WHAT TO PRODUCE
Each entry that follows is to be duplicated exactly, without its images.

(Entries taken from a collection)
● ● ● ● ●

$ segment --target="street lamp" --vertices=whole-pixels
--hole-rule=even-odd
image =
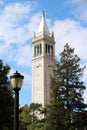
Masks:
[[[15,91],[15,101],[14,101],[14,130],[19,130],[19,90],[22,87],[22,81],[24,76],[18,73],[13,73],[10,76],[12,89]]]

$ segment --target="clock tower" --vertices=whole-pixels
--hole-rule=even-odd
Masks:
[[[54,33],[50,33],[44,11],[32,39],[32,102],[44,107],[50,101],[50,76],[55,66]]]

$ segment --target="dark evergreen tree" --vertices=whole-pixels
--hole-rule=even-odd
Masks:
[[[20,126],[20,130],[26,130],[28,125],[31,125],[32,121],[31,121],[31,115],[29,112],[29,106],[28,105],[24,105],[23,107],[20,108],[19,111],[19,126]]]
[[[81,77],[85,67],[81,68],[79,62],[74,49],[66,44],[51,77],[48,130],[75,130],[83,126],[82,112],[87,105],[82,97],[85,86]]]
[[[39,120],[38,115],[40,115],[41,110],[42,110],[41,104],[38,104],[38,103],[31,103],[30,104],[29,112],[30,112],[30,115],[31,115],[32,123],[33,122],[35,123]]]
[[[9,88],[10,67],[0,60],[0,130],[13,129],[13,95]]]
[[[20,130],[39,130],[43,127],[43,122],[40,118],[43,115],[42,105],[38,103],[31,103],[29,106],[24,105],[20,108]]]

● ● ● ● ●

RESPONSE
$ segment --target="street lamp" --vertices=whole-pixels
--hole-rule=even-odd
image =
Masks:
[[[15,91],[15,101],[14,101],[14,130],[19,130],[19,90],[22,87],[22,81],[24,76],[18,73],[13,73],[10,76],[12,89]]]

$ segment --target="clock tower" --vertices=whole-pixels
--hole-rule=even-odd
Masks:
[[[54,33],[50,33],[44,11],[32,39],[32,102],[44,107],[50,101],[50,76],[55,66]]]

$ segment --target="dark evergreen tree" --vertices=whole-pixels
--hole-rule=even-odd
Masks:
[[[20,126],[20,130],[26,130],[28,125],[31,125],[32,121],[31,121],[31,115],[29,112],[29,106],[28,105],[24,105],[23,107],[20,108],[19,111],[19,126]]]
[[[81,77],[85,67],[81,68],[79,62],[74,49],[66,44],[51,77],[48,130],[75,130],[83,126],[82,112],[87,105],[82,97],[85,86]]]
[[[39,120],[38,115],[40,115],[41,110],[42,110],[41,104],[38,104],[38,103],[31,103],[30,104],[29,112],[30,112],[30,115],[31,115],[32,123],[33,122],[35,123]]]
[[[9,88],[10,67],[0,60],[0,130],[13,129],[13,95]]]
[[[20,130],[39,130],[43,127],[43,122],[40,118],[43,115],[42,105],[38,103],[31,103],[29,106],[24,105],[20,108]]]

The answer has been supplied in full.